• **Given data**:

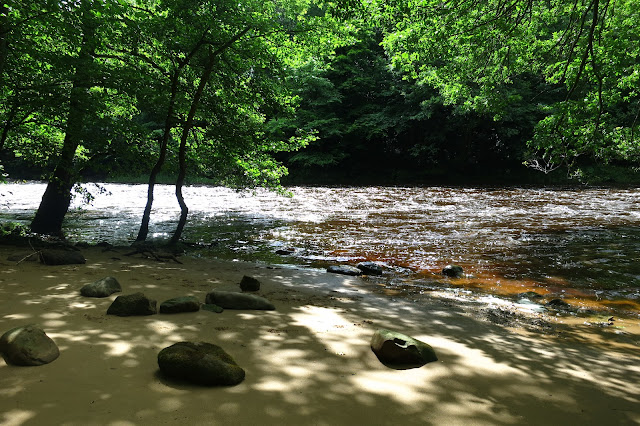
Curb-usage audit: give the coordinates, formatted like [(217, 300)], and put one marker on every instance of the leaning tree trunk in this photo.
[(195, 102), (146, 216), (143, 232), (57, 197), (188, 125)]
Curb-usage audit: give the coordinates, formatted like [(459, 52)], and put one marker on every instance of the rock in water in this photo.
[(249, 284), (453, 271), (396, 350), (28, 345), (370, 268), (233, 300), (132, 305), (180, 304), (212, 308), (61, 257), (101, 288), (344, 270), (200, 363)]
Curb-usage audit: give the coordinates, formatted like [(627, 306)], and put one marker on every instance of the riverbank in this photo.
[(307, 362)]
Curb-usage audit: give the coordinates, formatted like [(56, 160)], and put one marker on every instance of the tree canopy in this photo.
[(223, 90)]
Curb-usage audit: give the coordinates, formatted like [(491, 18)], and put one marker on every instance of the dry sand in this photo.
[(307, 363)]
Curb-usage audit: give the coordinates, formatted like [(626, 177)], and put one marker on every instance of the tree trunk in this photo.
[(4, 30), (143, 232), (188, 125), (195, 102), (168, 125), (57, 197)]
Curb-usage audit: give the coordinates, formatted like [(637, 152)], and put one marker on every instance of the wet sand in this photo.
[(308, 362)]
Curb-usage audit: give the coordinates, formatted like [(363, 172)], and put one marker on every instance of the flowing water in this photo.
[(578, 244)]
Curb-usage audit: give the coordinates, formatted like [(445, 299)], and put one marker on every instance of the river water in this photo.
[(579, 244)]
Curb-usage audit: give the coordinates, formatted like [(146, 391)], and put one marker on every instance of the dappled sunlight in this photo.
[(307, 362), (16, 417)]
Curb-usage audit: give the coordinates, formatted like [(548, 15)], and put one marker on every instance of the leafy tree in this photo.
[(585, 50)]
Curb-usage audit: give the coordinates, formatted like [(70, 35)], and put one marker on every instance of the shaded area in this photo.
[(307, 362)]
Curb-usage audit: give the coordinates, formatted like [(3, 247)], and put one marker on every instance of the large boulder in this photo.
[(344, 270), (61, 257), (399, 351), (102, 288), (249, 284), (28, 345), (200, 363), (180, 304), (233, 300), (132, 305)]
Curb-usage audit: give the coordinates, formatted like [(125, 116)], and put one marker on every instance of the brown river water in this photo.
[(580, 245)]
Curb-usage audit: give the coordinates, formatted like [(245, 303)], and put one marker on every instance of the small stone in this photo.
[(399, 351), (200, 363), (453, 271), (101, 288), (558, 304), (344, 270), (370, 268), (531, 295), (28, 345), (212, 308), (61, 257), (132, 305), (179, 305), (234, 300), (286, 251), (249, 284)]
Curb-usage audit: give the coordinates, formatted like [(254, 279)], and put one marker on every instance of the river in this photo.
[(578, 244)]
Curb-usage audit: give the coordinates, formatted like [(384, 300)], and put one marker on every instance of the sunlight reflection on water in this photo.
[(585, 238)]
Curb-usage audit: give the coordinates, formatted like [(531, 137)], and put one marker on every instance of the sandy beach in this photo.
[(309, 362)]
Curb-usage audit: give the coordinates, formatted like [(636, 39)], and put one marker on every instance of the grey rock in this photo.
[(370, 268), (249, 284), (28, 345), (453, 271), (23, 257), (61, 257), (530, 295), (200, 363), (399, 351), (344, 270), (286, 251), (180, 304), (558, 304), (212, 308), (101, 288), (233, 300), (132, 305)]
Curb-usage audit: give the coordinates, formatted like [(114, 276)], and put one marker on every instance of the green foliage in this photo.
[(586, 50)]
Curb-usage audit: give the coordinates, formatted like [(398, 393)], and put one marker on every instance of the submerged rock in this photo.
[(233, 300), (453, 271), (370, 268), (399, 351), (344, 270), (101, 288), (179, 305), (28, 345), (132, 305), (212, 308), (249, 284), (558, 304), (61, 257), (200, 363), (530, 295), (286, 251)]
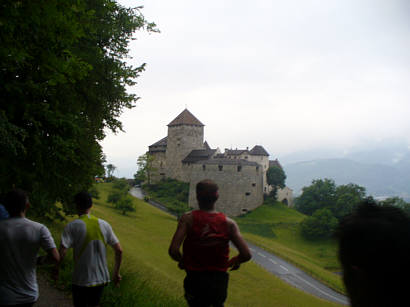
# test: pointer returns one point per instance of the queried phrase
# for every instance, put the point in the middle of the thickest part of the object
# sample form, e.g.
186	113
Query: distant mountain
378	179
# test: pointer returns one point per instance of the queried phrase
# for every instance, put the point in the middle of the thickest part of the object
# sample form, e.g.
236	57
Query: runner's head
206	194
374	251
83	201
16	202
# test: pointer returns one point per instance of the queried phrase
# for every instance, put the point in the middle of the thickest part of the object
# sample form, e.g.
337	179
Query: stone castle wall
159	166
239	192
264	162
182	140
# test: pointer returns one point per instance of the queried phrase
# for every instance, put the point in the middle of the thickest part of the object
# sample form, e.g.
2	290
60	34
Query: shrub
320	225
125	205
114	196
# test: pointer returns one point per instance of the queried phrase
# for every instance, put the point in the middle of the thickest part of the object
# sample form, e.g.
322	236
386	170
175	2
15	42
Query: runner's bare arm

• **What the exercise asks**: Will you turn the items into a Markdown table with a Row column for the row number and a Line column for the line, leaving out blank lines and the pictures? Begin at the first line of the items and stop after the line that has "[(585, 50)]".

• **Correct output**:
| Row | Line |
|---|---|
| 1 | Curb-usage audit: give the coordinates, formatted like [(217, 300)], and put one marker on every instance of the leaning tree trunk in this photo. |
| 2 | [(195, 102), (146, 216), (143, 232), (57, 197), (188, 125)] |
| 3 | Curb-usage audit: give the coordinates, formatted like [(459, 52)], and put one marker on every instance of the rock in water in this photo. |
| 4 | [(249, 284), (453, 271), (396, 350), (28, 345), (370, 268), (233, 300), (132, 305), (180, 304), (212, 308), (61, 257), (101, 288), (344, 270), (200, 363)] |
| 5 | Curb-usage audit: give the coordinates, formatted like [(627, 306)], and put one marker on every instance of the riverbank in this photo. |
| 6 | [(307, 362)] |
| 7 | Curb-usage audit: give the coordinates, formatted like [(56, 160)], and put one marker on every instance of the tree canopy in this photo. |
| 8 | [(223, 90)] |
| 9 | Curb-usage audit: give the coordinates, formatted like [(491, 18)], and put one marker on every instance of the dry sand in this photo. |
| 10 | [(307, 363)] |
| 11 | Curb-usage audit: give the coordinates, formatted like [(626, 177)], and put one marker on every instance of the tree trunk in this photo. |
| 12 | [(4, 30), (143, 232), (188, 125), (195, 102), (168, 125), (57, 197)] |
| 13 | Curb-usage audit: give the coordinates, formatted like [(637, 152)], and put one marker on every instance of the wet sand in this photo. |
| 14 | [(308, 362)] |
| 15 | Curb-usage audit: give the coordinates, formatted like [(363, 172)], and put one marker on every instance of the flowing water in this photo. |
| 16 | [(578, 244)] |
| 17 | Curb-usage audit: give the coordinates, formatted like [(445, 299)], and put one marker on every instance of the river water in this photo. |
| 18 | [(579, 244)] |
| 19 | Curb-usage audit: give the coordinates, formatted like [(146, 391)], and put one marker on every instance of the dappled sunlight in this photo. |
| 20 | [(307, 362), (16, 417)] |
| 21 | Curb-usage audit: give the coordinates, formatted like [(548, 15)], and put one marker on every instance of the leafy tree in this photo. |
| 22 | [(585, 50)] |